◆ **EXTRACT TO READ**

--------

On Tue, 26 Feb 2008 04:43:44 -0800 (PST), Chris <cfoley1064@yahoo.com>
wrote:
Quote: On Feb 26, 3:00 am, "michael nikolaou"
michaelnikolaou_remove_...@yahoo.com> wrote:
Hi
I have a 12 v relay driving an large 220 volt AC relay . Across the contact
of the driver relay i placed one RC snubber circut (27NF with 100 R
resisitor in series) to help with some spikes that were influencing the low
voltage driver circuits.
The driver circuit is able to detect mains zero crossing and fire the
driver relay at an angle i choose .
From what i read the best point to switch off the power relay is at zero
crossing . I did that and i show a large spike up to 1 KV at the relay
contact followed by a decaying 500hz waveform to 0 volts . After some
experimentation the best point came exactly when switching off at the peak
of the mains voltage .At this point there is smooth decaying waveform to 0
volt after 5 periods of 500 HZ but no overshoot. The relay presents no
arcing. If i remove the snubber and make the experiment the best place to
switch is zero crossing but i also see large SHARP spikes up to 500 Volts
Peak.
My question is
The switching with snubber must be made at zero crossing or at the peak of
an ac voltage waveform ?
What is the behaviour of the circuit ?.

--------

◆ **EXERCISE TASKS**
a) List each distinct voltage value mentioned in the relay snubber post.
b) Print, word for word, the part of the relay snubber post that opens with the words containing "On Tue, 26 Feb" and closes with "angle i choose .".
Base each answer on the text alone.

◆ **STORED DATA**
--------

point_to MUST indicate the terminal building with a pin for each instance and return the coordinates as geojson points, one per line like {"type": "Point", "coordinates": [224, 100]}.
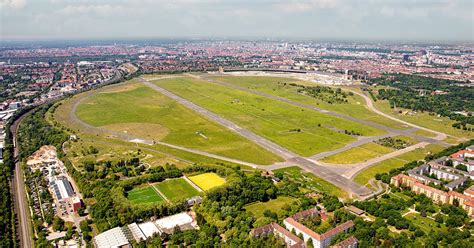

--------

◆ **EXERCISE RESPONSES**
a) 12 v, 220 volt, 1 KV, 0 volts, 500 Volts

b)
On Tue, 26 Feb 2008 04:43:44 -0800 (PST), Chris <cfoley1064@yahoo.com>
wrote:
Quote: On Feb 26, 3:00 am, "michael nikolaou"
michaelnikolaou_remove_...@yahoo.com> wrote:
Hi
I have a 12 v relay driving an large 220 volt AC relay . Across the contact
of the driver relay i placed one RC snubber circut (27NF with 100 R
resisitor in series) to help with some spikes that were influencing the low
voltage driver circuits.
The driver circuit is able to detect mains zero crossing and fire the
driver relay at an angle i choose .